Exercise inputs:
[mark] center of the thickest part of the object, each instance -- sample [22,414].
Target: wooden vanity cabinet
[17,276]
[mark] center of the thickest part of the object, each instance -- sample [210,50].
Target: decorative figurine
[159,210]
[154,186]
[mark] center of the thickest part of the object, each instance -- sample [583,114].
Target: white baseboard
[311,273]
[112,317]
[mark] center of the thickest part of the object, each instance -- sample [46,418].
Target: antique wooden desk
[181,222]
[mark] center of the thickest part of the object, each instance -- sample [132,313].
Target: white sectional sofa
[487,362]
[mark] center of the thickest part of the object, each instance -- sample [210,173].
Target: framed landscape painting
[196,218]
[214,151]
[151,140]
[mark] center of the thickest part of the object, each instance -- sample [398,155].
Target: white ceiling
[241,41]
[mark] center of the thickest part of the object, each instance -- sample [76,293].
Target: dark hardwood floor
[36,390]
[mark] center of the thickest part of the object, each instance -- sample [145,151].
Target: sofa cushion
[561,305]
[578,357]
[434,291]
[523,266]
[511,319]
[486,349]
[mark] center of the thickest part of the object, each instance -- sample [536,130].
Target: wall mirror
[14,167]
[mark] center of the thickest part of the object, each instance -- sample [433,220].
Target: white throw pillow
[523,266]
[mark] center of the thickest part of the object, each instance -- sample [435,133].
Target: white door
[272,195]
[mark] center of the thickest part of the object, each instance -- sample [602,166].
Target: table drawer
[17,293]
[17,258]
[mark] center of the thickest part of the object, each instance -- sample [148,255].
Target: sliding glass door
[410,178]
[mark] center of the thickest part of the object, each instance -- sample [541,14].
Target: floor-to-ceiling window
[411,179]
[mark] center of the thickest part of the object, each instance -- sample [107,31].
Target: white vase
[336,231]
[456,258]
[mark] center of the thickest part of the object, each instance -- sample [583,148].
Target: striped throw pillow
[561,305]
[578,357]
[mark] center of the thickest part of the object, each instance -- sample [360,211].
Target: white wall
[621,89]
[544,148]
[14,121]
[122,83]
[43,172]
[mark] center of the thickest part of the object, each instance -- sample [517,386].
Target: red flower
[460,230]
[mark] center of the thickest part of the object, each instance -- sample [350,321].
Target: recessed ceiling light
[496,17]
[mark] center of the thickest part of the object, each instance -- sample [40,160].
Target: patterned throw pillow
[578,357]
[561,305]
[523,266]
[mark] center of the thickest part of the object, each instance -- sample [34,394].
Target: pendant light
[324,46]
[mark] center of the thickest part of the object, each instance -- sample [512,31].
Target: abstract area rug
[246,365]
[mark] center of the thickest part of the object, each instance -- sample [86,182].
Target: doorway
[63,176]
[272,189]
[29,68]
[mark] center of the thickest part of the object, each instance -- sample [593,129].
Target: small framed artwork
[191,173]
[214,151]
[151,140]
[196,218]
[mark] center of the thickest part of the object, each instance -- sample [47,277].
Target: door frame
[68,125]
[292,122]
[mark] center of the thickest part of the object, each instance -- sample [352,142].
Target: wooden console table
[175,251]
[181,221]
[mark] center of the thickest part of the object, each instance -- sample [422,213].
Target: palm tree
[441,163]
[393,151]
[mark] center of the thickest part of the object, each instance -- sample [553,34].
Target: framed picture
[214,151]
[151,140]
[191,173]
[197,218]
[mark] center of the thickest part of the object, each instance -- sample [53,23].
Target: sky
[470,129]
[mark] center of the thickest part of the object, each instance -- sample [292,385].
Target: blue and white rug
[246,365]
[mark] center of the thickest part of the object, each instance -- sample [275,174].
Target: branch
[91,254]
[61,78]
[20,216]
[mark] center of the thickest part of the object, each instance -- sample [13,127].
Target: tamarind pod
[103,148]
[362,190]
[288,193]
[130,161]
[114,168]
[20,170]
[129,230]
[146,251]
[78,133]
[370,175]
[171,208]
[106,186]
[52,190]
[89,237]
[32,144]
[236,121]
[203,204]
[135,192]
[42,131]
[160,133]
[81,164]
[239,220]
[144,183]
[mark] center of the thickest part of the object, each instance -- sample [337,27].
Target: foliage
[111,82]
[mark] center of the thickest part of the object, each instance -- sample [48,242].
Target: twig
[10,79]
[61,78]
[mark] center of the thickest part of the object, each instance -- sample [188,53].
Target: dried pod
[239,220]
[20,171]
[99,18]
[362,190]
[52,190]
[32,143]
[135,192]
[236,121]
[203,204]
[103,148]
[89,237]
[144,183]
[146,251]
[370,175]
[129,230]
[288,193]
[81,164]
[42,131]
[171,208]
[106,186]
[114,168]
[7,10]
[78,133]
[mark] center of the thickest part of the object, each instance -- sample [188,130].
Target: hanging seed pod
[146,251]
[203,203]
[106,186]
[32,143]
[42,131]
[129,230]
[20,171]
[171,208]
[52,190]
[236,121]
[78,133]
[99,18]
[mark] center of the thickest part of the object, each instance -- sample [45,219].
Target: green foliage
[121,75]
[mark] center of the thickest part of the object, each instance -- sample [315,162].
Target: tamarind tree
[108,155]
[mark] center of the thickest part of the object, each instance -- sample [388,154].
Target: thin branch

Stated exercise: Reproduce each record exactly as it appears.

Task answer:
[mark] center of the thickest part of the object, each instance -- sample [22,414].
Target: wooden vanity cabinet
[17,276]
[mark] center of the thickest part of the object, each instance -- sample [210,50].
Target: decorative figurine
[159,210]
[154,186]
[mark] center of the thickest part of the object, each instance -- sample [583,114].
Target: white baseboard
[311,273]
[112,317]
[mark] center of the thickest part of the object, each instance -- sample [46,418].
Target: antique wooden desk
[181,222]
[mark] center of the thickest part of the object, each instance -- sample [132,313].
Target: white sectional sofa
[487,362]
[mark] center of the thickest part of the object, each instance -- sample [210,173].
Target: framed landscape painting
[196,218]
[214,151]
[151,140]
[mark] center of the thickest part of the object, each instance -- sample [398,155].
Target: white ceiling
[241,41]
[mark] center of the thickest part of the object, each instance -- sample [76,293].
Target: dark hardwood floor
[36,390]
[mark] center of the thickest part of the object, each instance -- sample [145,151].
Target: sofa cushion
[561,305]
[578,357]
[434,291]
[523,266]
[511,319]
[486,349]
[mark] center of the thickest part of the object, each instance -- sample [536,130].
Target: wall mirror
[14,167]
[mark] center of the thickest part of the object, each instance -- sample [433,220].
Target: white throw pillow
[523,266]
[mark] center of the thickest part of the object, each instance -- sample [435,133].
Target: white door
[272,195]
[mark] center of the thickest part of the object, each instance -- sample [602,166].
Target: table drawer
[17,293]
[17,258]
[mark] center of the thickest part of the object, each instance -- sample [148,255].
Target: sliding glass door
[410,178]
[mark] center of the thickest part of the object, each instance -- sample [541,14].
Target: floor-to-ceiling window
[411,179]
[mark] center of the thickest part of the object, each instance -- sample [107,31].
Target: white vase
[336,231]
[456,258]
[mark] center of the thickest part of the object, each instance -- sample [583,148].
Target: striped throw pillow
[561,305]
[578,357]
[mark] center of the thickest part of the object, each instance -- sample [360,211].
Target: white wall
[621,89]
[544,148]
[14,121]
[122,83]
[43,172]
[mark] center of the thickest part of the object, each instance -- sample [517,386].
Target: red flower
[460,230]
[mark] center of the thickest part of the object, each instance -- sample [350,321].
Target: recessed ceiling light
[496,17]
[mark] center of the thickest part of the object, each instance -- sample [40,160].
Target: patterned throw pillow
[578,357]
[561,305]
[523,266]
[mark] center of the thickest part of the object, each instance -- sample [34,394].
Target: pendant light
[324,46]
[mark] center of the thickest part of the object, each instance -- sample [512,31].
Target: abstract area rug
[246,365]
[mark] center of the thickest part of the object, each instance -- sample [86,182].
Target: doorway
[63,176]
[272,189]
[29,68]
[mark] center of the thickest part of the object, each instance -- sample [593,129].
Target: small framed artwork
[191,173]
[214,151]
[151,140]
[196,218]
[mark] center of the thickest part of the object, each instance -- sample [47,277].
Target: door frame
[68,125]
[292,122]
[mark] center of the thickest part of the object, each instance -- sample [352,142].
Target: wooden console table
[175,251]
[181,221]
[mark] center of the thickest part of the object, each instance -- sample [422,213].
Target: palm tree
[441,163]
[393,151]
[mark] center of the thickest part of the object, each instance -- sample [553,34].
Target: framed picture
[214,151]
[151,140]
[191,173]
[197,218]
[mark] center of the thickest part of the object, each instance -- sample [53,23].
Target: sky
[470,129]
[mark] center of the thickest part of the object, each instance -- sample [292,385].
Target: blue and white rug
[246,365]
[mark] center of the thickest part of the object, each instance -- sample [275,174].
Target: branch
[91,254]
[61,78]
[20,216]
[mark] center of the thickest part of the object, each instance -- sample [13,127].
Target: tamarind pod
[103,148]
[362,190]
[288,193]
[130,161]
[114,168]
[20,170]
[129,230]
[146,251]
[78,133]
[370,175]
[171,208]
[106,186]
[52,190]
[89,237]
[32,144]
[236,121]
[203,204]
[135,192]
[42,131]
[160,133]
[81,164]
[239,220]
[144,183]
[mark] center of the thickest part of the object, each instance -- sample [337,27].
Target: foliage
[111,82]
[mark] center of the thickest part of the object, each instance -- sample [48,242].
Target: twig
[10,79]
[61,78]
[mark] center of the thickest part of the object, each instance -- sample [188,53].
Target: dried pod
[239,220]
[20,171]
[99,18]
[362,190]
[52,190]
[32,143]
[135,192]
[236,121]
[203,204]
[103,148]
[89,237]
[144,183]
[146,251]
[370,175]
[129,230]
[288,193]
[81,164]
[42,131]
[171,208]
[106,186]
[114,168]
[7,10]
[78,133]
[mark] center of the thickest part of the object, each instance -- sample [188,130].
Target: hanging seed pod
[146,251]
[203,203]
[106,186]
[32,143]
[42,131]
[129,230]
[20,171]
[171,208]
[52,190]
[236,121]
[78,133]
[99,18]
[mark] center of the thickest part of the object, each instance -- sample [45,219].
Target: green foliage
[121,75]
[mark] center of the thickest part of the object, each instance -- sample [315,162].
Target: tamarind tree
[108,155]
[mark] center of the thickest part of the object, each instance -- sample [388,154].
Target: thin branch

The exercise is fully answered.